┌──

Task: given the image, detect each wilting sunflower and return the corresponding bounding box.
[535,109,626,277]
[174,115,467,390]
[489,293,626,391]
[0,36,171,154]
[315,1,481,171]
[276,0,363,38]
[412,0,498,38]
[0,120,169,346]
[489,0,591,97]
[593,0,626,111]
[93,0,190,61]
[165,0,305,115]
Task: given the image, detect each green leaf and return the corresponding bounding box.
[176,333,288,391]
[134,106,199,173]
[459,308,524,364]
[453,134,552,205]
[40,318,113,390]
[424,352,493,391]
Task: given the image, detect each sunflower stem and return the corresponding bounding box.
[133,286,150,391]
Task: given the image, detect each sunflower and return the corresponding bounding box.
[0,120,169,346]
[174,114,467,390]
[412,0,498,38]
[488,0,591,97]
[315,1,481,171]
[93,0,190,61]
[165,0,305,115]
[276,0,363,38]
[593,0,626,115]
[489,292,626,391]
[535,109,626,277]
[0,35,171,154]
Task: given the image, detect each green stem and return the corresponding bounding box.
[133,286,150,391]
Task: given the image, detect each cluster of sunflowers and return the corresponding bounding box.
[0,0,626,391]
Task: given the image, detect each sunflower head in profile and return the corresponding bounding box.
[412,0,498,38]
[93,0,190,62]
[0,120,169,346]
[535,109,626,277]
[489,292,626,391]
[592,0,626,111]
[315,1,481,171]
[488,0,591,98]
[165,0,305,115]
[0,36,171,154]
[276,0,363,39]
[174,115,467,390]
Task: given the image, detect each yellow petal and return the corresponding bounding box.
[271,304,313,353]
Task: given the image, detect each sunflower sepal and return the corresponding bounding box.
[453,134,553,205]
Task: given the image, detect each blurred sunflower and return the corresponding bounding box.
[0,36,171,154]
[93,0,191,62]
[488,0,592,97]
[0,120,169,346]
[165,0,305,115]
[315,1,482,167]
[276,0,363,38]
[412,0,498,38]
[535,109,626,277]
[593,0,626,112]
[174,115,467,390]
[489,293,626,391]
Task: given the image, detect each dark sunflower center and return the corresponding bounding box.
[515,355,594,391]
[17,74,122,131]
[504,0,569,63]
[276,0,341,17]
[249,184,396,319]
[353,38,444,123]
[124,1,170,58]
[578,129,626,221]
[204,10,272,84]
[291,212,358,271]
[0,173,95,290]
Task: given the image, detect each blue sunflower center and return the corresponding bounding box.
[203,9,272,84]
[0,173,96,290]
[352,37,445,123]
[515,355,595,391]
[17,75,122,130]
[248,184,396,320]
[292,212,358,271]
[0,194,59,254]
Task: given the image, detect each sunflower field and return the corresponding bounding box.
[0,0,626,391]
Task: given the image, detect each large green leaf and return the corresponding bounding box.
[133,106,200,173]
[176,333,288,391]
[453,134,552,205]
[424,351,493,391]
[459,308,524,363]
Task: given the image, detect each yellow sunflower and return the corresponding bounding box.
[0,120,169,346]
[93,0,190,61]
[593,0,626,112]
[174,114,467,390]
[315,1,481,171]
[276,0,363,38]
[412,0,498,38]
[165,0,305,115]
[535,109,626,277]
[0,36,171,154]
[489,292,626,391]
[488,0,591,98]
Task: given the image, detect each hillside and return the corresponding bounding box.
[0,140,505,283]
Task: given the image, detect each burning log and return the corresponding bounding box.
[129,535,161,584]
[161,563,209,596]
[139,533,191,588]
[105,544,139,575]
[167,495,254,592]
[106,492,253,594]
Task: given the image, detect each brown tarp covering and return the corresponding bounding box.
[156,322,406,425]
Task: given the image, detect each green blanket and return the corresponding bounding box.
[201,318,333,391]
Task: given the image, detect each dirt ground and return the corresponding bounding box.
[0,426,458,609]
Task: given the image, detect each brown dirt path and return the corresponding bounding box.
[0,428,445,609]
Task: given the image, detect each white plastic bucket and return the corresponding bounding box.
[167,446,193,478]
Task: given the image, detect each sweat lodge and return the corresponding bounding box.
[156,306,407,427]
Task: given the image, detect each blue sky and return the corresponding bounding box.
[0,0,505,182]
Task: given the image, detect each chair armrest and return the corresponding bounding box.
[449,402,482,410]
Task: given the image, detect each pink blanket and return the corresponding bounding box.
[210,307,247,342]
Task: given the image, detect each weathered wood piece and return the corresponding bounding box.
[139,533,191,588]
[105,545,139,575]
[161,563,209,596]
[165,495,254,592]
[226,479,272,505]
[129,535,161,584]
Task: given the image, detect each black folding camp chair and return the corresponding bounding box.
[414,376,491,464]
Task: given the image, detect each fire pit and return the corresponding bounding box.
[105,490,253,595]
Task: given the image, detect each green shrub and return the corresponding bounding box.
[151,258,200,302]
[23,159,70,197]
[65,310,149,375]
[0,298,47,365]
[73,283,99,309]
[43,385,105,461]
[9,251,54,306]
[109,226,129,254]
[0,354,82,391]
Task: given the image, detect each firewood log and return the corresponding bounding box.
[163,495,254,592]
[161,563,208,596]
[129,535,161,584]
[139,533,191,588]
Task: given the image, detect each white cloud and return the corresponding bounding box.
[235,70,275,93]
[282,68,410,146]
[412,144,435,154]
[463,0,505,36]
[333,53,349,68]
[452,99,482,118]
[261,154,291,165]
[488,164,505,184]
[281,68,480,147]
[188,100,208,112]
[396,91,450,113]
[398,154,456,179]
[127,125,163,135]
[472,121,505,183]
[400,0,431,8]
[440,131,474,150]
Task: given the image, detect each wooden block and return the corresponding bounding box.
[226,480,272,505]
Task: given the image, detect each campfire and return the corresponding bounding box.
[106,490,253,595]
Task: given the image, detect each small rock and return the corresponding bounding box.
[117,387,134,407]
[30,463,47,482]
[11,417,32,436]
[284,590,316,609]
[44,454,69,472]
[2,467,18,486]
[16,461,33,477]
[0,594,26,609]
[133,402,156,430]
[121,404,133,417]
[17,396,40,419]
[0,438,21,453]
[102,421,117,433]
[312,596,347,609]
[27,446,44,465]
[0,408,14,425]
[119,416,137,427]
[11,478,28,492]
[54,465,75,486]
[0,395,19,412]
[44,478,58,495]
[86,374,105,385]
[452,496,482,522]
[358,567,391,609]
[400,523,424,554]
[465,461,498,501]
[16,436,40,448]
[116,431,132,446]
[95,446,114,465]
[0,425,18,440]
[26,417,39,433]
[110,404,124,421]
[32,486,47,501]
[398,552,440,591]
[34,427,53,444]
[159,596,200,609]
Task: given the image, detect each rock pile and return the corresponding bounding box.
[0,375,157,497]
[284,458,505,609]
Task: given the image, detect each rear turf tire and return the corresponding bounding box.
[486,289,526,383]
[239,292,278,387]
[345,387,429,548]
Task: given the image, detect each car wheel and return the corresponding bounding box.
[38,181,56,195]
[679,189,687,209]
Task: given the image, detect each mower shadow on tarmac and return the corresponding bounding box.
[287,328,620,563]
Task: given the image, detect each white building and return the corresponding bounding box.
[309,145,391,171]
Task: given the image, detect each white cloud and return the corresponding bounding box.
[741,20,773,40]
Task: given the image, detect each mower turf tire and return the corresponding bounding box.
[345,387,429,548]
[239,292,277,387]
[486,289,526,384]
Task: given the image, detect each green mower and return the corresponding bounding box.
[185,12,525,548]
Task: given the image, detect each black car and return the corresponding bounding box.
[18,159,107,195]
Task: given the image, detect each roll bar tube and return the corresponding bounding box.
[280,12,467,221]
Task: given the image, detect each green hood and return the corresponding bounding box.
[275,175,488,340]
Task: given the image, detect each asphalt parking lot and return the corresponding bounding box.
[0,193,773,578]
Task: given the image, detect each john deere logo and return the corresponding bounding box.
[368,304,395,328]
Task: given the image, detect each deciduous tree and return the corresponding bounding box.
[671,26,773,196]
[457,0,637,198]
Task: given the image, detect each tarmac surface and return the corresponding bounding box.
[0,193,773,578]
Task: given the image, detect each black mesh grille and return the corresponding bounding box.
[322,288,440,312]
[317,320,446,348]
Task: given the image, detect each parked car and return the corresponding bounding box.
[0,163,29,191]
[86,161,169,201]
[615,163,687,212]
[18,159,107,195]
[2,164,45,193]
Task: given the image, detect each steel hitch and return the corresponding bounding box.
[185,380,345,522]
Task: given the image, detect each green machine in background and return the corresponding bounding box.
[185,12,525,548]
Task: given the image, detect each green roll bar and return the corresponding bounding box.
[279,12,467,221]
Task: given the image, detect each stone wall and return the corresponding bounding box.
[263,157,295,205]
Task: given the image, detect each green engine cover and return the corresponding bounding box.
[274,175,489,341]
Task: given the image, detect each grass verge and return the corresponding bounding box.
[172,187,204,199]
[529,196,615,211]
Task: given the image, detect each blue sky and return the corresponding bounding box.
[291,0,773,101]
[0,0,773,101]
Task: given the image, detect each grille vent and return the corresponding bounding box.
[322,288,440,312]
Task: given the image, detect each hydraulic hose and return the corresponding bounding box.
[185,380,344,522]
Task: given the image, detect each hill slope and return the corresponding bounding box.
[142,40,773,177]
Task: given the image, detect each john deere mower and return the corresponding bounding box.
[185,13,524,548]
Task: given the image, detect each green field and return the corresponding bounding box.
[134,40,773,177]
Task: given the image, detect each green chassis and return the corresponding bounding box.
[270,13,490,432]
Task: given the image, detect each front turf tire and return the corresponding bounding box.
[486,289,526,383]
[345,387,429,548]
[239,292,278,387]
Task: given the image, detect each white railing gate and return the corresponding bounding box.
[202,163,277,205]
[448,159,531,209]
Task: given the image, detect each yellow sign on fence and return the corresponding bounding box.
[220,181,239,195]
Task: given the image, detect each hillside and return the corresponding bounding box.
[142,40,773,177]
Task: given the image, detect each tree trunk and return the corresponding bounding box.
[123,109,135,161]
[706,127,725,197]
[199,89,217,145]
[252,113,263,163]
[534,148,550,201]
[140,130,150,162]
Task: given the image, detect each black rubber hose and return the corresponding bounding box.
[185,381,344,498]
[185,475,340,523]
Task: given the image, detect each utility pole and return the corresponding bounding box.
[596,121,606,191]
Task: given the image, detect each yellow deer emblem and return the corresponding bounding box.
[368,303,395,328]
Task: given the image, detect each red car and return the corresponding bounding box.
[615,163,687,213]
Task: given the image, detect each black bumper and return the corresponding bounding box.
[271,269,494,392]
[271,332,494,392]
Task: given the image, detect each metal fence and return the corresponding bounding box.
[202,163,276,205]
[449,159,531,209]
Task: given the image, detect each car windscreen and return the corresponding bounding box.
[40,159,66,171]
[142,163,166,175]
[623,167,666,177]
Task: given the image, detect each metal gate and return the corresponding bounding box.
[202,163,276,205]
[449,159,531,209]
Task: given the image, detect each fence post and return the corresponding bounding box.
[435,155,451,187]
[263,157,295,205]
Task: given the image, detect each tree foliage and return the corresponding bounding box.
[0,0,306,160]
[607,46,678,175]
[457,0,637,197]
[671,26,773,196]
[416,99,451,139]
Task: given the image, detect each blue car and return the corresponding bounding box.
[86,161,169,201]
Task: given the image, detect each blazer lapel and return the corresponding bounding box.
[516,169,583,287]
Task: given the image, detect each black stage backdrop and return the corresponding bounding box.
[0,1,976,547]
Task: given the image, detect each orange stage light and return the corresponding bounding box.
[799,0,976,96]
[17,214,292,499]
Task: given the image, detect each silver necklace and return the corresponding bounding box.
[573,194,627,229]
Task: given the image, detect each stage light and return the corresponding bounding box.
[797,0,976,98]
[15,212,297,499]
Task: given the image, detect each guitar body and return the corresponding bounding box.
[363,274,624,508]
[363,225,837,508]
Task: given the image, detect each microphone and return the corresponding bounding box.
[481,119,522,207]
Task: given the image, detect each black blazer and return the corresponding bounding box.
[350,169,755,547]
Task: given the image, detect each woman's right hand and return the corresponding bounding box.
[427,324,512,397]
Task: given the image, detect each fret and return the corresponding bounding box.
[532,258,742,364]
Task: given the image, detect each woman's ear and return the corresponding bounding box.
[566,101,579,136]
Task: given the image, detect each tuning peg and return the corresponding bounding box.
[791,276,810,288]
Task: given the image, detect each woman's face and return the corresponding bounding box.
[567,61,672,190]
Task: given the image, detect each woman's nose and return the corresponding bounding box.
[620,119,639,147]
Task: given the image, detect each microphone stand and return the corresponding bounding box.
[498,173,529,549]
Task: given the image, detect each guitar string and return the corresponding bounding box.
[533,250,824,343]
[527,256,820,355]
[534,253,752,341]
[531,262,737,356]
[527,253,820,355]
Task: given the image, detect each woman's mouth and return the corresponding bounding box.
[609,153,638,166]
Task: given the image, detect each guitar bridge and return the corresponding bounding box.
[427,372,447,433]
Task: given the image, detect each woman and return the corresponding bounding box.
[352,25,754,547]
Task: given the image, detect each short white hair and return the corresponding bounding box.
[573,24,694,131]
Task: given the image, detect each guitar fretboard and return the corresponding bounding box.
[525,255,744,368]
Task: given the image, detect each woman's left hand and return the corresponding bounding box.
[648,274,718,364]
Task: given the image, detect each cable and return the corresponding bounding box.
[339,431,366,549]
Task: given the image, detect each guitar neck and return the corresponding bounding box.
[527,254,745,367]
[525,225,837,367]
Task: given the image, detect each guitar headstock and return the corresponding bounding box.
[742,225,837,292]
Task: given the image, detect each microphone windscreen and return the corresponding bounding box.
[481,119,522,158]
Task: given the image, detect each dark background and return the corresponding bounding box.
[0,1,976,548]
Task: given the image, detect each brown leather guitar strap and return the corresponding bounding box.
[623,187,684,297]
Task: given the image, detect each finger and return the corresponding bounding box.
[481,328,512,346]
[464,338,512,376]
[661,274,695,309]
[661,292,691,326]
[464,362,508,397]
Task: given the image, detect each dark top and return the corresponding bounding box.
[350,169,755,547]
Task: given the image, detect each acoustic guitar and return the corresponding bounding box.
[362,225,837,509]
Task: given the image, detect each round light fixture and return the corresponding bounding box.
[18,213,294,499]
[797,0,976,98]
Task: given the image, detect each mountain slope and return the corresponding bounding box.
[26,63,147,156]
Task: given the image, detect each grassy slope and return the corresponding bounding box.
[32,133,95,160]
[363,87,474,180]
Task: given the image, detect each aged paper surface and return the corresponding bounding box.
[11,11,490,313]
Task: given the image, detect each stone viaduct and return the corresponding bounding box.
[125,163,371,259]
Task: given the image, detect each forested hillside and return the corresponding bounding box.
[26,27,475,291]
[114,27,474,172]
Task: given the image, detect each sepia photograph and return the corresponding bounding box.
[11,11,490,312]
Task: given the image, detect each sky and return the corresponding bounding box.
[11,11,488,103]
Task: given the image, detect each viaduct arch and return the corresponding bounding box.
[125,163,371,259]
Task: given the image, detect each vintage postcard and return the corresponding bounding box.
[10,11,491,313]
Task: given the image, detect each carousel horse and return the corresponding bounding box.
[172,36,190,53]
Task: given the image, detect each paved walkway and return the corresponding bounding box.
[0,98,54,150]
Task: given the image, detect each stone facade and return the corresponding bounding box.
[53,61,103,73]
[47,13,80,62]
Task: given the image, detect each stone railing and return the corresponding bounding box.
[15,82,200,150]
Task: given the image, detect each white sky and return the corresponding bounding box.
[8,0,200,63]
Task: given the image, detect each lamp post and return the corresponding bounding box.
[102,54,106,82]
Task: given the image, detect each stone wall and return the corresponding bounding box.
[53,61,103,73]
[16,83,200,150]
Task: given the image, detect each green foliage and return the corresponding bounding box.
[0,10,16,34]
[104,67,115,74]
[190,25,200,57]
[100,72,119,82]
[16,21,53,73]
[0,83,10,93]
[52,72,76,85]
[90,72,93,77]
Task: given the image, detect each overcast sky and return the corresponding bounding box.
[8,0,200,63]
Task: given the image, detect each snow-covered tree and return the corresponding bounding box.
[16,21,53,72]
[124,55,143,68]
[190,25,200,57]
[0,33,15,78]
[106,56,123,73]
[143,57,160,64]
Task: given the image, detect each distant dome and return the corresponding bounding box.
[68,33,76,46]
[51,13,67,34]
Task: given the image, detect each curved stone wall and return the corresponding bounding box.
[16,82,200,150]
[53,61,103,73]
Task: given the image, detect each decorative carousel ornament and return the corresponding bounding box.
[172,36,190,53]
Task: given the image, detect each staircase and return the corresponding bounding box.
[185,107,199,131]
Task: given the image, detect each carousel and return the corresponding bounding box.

└──

* _PROBLEM DESCRIPTION_: Reproduce the stretch of the listing from the line containing "Task: given the image, detect each woman's right" through the line containing "[566,101,579,136]", replacing "woman's" with "performer's" and leaving everything else unchanged.

* _ANSWER TO THE EXERCISE_:
Task: given the image, detect each performer's right hand and return the corresponding bounding box.
[427,324,512,397]
Task: given the image, detect each fret and return the corresponding bounding box.
[532,258,742,364]
Task: given the image, detect each performer's ear and return the corresponding bounding box.
[566,101,579,136]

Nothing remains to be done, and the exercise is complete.